Natural language region descriptions:

=====

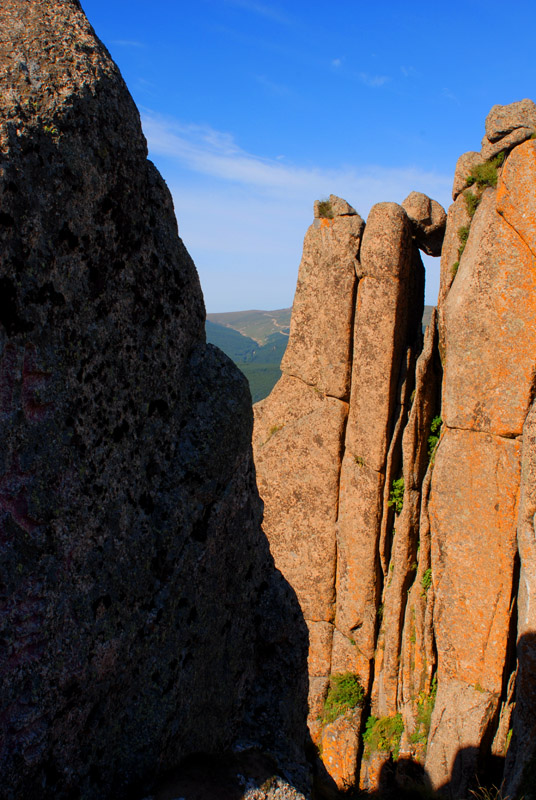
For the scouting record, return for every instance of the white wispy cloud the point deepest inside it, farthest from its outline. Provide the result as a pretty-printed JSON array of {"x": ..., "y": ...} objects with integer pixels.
[
  {"x": 261, "y": 9},
  {"x": 408, "y": 72},
  {"x": 272, "y": 87},
  {"x": 374, "y": 81},
  {"x": 127, "y": 43},
  {"x": 449, "y": 94},
  {"x": 243, "y": 216}
]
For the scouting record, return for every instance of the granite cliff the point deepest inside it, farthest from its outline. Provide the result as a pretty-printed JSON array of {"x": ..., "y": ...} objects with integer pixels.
[
  {"x": 397, "y": 473},
  {"x": 142, "y": 618}
]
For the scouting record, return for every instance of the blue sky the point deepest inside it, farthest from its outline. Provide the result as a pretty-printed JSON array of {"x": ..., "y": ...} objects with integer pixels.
[{"x": 253, "y": 109}]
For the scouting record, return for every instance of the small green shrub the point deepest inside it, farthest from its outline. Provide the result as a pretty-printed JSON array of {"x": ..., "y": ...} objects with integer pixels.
[
  {"x": 435, "y": 432},
  {"x": 486, "y": 174},
  {"x": 383, "y": 734},
  {"x": 345, "y": 692},
  {"x": 471, "y": 203},
  {"x": 463, "y": 235},
  {"x": 396, "y": 495},
  {"x": 491, "y": 793},
  {"x": 325, "y": 210},
  {"x": 426, "y": 581}
]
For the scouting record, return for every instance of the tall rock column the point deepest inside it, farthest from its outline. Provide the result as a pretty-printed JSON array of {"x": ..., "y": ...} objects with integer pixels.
[
  {"x": 141, "y": 617},
  {"x": 299, "y": 431},
  {"x": 487, "y": 316}
]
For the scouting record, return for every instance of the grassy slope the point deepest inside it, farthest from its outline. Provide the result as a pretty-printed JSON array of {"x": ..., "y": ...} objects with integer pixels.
[
  {"x": 259, "y": 363},
  {"x": 258, "y": 325}
]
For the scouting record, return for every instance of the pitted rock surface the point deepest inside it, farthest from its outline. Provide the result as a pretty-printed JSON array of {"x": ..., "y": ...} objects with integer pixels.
[
  {"x": 428, "y": 219},
  {"x": 141, "y": 610}
]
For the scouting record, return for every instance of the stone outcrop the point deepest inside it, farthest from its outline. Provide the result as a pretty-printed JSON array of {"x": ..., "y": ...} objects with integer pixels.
[
  {"x": 324, "y": 517},
  {"x": 508, "y": 126},
  {"x": 433, "y": 480},
  {"x": 142, "y": 617},
  {"x": 428, "y": 219}
]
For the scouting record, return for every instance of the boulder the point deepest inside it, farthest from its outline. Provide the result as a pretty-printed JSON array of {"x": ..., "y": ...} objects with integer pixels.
[
  {"x": 319, "y": 346},
  {"x": 489, "y": 311},
  {"x": 473, "y": 537},
  {"x": 428, "y": 221},
  {"x": 502, "y": 120},
  {"x": 464, "y": 165},
  {"x": 142, "y": 617},
  {"x": 508, "y": 142}
]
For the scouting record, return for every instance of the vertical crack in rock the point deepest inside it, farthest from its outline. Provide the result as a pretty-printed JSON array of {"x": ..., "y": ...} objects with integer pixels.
[{"x": 425, "y": 607}]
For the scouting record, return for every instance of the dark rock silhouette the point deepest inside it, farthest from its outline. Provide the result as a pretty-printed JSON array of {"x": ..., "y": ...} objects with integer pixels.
[{"x": 142, "y": 617}]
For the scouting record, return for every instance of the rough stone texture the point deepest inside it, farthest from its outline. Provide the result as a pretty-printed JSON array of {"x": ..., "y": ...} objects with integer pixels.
[
  {"x": 142, "y": 616},
  {"x": 464, "y": 165},
  {"x": 428, "y": 219},
  {"x": 521, "y": 762},
  {"x": 387, "y": 259},
  {"x": 340, "y": 747},
  {"x": 405, "y": 552},
  {"x": 318, "y": 351},
  {"x": 457, "y": 217},
  {"x": 474, "y": 489},
  {"x": 297, "y": 425},
  {"x": 296, "y": 442},
  {"x": 502, "y": 120},
  {"x": 487, "y": 316},
  {"x": 426, "y": 600},
  {"x": 491, "y": 149},
  {"x": 463, "y": 716}
]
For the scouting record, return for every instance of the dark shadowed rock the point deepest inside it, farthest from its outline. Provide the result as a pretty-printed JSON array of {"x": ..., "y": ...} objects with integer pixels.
[
  {"x": 141, "y": 614},
  {"x": 428, "y": 221}
]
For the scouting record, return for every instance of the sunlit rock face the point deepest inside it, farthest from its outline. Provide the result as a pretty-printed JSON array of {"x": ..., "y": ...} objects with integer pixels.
[
  {"x": 408, "y": 530},
  {"x": 142, "y": 617}
]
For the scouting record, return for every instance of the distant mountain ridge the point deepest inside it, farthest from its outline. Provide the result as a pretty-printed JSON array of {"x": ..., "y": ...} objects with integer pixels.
[
  {"x": 257, "y": 325},
  {"x": 256, "y": 341}
]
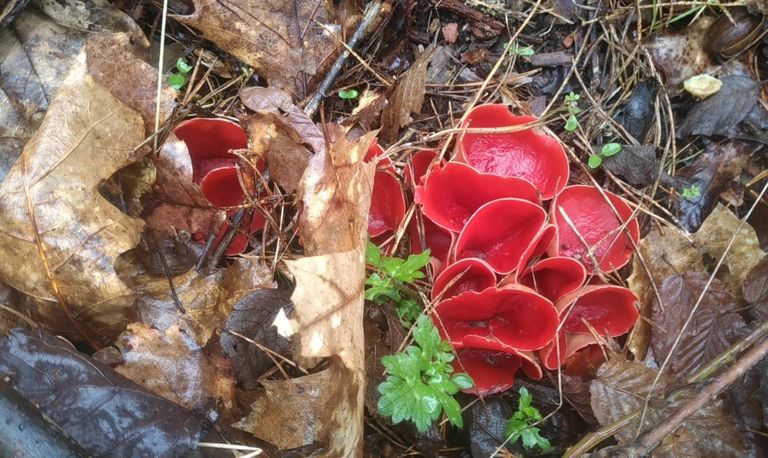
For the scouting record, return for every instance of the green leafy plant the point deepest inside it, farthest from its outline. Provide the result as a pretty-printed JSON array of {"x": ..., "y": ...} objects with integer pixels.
[
  {"x": 608, "y": 150},
  {"x": 419, "y": 384},
  {"x": 179, "y": 79},
  {"x": 692, "y": 192},
  {"x": 519, "y": 426},
  {"x": 572, "y": 105},
  {"x": 348, "y": 95},
  {"x": 390, "y": 278}
]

=====

Line by line and exactly, reproduce the span from the line with "For the scouting record, return for every instance of the sunlit" through the end of the data above, both ends included, with pictures left out.

Final answer:
For the scouting record, return for every instance of the sunlit rock face the point deepest inside it, farthest from its outline. Provide the result as a pretty-printed JSON array of {"x": ..., "y": ...} objects with integer pixels.
[
  {"x": 408, "y": 530},
  {"x": 142, "y": 617}
]
For the scouting record, return for every instance of the distant mountain ridge the point deepest inside it, farthest from its outline. Provide the result as a pretty-printed JSON array of {"x": ..., "y": ...} objects with integer pixels.
[
  {"x": 257, "y": 325},
  {"x": 256, "y": 341}
]
For the scouting record, return for every instance of the green leafy plant the point deepest inside it, farthest from its outline. Provide the result as a pretty-printed JSON array of {"x": ..., "y": ...} objects with integer pixels.
[
  {"x": 608, "y": 150},
  {"x": 419, "y": 384},
  {"x": 179, "y": 79},
  {"x": 692, "y": 192},
  {"x": 519, "y": 426},
  {"x": 572, "y": 105},
  {"x": 348, "y": 95},
  {"x": 390, "y": 278}
]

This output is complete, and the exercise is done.